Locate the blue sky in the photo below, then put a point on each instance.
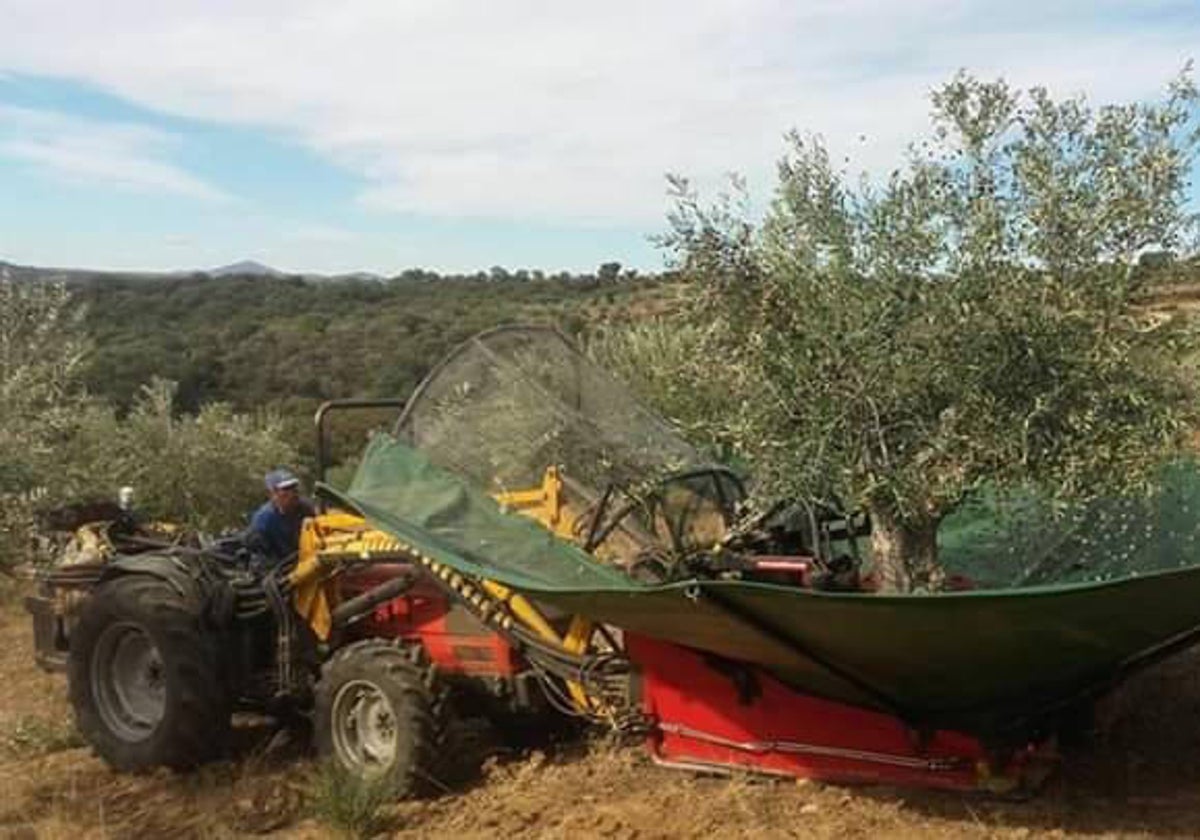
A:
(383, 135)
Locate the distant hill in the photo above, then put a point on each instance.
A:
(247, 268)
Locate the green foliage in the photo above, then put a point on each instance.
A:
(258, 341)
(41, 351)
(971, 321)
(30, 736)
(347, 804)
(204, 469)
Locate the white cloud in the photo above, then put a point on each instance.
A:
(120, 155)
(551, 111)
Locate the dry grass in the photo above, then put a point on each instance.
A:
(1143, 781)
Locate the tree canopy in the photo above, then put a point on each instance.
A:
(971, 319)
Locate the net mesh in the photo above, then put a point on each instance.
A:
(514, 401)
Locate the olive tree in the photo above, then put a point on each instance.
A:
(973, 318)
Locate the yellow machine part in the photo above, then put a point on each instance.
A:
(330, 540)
# # # # # # #
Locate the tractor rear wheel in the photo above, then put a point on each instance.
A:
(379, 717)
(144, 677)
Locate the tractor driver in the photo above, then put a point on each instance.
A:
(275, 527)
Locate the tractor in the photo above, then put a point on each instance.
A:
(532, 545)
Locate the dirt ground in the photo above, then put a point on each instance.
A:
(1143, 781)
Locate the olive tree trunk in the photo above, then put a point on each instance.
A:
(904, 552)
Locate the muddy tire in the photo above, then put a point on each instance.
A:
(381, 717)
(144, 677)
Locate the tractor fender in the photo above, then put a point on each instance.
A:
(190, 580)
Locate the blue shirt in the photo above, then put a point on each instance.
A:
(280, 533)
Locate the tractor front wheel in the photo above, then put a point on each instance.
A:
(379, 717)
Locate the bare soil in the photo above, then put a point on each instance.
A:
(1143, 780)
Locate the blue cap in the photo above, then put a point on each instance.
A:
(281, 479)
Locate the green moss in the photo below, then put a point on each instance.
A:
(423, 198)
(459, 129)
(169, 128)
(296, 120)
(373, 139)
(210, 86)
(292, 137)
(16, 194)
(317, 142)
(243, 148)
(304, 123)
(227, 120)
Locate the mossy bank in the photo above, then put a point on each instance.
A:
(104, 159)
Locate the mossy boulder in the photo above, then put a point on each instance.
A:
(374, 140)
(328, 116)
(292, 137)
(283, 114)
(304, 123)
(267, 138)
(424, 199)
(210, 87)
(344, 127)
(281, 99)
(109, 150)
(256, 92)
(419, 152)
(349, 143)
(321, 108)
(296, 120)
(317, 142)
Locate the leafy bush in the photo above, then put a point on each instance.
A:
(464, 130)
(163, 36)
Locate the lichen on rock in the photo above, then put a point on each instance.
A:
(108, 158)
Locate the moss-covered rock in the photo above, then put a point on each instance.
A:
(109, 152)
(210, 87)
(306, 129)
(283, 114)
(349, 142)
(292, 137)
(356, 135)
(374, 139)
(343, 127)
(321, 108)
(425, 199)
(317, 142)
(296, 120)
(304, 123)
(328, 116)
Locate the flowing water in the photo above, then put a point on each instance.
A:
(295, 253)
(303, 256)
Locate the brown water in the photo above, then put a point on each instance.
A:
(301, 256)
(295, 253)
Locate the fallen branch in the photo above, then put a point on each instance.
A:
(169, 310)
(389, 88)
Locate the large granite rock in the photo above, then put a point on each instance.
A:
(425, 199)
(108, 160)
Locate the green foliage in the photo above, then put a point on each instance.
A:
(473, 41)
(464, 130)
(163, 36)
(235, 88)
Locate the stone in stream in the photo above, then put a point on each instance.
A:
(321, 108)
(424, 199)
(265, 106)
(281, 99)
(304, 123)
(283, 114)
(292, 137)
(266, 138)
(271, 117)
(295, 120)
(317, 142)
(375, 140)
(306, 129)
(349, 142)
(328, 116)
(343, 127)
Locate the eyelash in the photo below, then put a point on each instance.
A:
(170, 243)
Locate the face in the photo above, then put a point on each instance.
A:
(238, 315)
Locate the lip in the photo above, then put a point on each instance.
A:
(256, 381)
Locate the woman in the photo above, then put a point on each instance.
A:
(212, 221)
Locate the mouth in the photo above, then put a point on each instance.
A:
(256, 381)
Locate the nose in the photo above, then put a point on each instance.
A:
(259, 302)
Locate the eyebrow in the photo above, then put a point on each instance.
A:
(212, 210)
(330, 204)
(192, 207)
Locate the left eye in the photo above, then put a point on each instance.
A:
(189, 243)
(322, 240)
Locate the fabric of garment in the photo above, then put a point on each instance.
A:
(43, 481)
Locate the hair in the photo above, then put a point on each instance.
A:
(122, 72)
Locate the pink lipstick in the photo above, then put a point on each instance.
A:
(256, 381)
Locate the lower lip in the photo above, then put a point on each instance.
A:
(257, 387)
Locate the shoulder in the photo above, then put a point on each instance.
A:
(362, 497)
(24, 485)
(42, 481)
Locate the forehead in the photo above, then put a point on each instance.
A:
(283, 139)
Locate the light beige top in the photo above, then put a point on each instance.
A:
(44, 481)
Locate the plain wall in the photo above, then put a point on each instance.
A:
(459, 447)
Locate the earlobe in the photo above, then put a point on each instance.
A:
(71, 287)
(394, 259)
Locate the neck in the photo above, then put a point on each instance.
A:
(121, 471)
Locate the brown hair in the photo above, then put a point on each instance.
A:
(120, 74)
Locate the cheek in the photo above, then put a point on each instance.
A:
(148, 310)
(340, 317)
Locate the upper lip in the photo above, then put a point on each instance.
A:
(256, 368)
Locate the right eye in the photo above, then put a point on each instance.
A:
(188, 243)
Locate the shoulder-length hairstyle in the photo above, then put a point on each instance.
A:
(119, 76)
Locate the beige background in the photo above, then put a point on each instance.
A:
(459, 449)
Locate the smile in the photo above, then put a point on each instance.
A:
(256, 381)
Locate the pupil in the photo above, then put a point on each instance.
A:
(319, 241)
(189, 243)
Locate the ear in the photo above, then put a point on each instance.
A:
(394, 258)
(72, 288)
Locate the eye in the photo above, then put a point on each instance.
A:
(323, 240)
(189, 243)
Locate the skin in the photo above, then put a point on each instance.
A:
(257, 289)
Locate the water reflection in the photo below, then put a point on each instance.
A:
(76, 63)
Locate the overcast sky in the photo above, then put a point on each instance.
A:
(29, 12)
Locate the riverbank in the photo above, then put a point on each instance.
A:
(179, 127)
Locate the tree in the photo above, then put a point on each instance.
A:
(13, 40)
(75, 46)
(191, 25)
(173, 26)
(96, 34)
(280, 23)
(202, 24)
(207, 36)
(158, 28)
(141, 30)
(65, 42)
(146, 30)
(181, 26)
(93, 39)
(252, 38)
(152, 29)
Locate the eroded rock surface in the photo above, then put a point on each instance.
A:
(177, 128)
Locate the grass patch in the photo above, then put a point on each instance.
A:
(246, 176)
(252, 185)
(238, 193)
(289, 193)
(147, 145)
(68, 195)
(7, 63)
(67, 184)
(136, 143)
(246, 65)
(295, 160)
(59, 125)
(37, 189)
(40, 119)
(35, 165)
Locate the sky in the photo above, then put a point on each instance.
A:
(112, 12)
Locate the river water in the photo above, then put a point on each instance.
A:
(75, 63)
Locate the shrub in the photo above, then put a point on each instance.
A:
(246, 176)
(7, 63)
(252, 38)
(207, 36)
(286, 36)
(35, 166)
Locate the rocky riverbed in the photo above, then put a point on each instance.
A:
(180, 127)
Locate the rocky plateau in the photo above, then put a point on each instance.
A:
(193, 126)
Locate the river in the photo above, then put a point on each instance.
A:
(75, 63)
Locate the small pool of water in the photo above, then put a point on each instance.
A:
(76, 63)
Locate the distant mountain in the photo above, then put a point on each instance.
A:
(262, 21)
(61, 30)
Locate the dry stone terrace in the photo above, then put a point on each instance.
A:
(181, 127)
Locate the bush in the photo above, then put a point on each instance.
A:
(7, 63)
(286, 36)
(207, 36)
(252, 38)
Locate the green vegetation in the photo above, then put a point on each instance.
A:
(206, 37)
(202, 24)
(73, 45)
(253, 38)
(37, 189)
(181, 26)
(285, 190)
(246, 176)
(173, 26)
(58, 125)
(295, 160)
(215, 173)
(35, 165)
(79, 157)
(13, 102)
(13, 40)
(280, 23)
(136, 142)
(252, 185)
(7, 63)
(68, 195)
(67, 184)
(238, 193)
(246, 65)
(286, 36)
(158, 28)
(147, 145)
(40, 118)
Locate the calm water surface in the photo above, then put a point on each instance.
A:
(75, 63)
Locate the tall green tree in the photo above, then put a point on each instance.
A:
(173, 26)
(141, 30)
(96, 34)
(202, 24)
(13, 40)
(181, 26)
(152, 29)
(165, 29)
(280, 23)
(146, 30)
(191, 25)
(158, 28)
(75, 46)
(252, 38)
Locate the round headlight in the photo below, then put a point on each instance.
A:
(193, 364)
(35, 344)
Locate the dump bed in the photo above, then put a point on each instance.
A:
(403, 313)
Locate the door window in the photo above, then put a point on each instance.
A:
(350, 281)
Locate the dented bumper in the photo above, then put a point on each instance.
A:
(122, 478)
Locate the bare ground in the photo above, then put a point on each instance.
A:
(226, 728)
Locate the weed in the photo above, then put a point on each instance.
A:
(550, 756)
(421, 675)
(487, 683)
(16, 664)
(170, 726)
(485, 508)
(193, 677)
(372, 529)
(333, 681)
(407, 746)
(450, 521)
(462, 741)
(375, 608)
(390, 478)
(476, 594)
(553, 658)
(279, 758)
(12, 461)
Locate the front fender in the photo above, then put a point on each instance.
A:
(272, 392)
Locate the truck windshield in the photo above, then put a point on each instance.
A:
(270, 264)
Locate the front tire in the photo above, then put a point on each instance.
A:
# # # # # # #
## What to do
Copy every line of the listing that contains the word "stone".

## Completed task
Locate the stone in stream in the photo above, then put a point on each instance.
Locate the dry stone terrace in the photo above, then put a point on each instance.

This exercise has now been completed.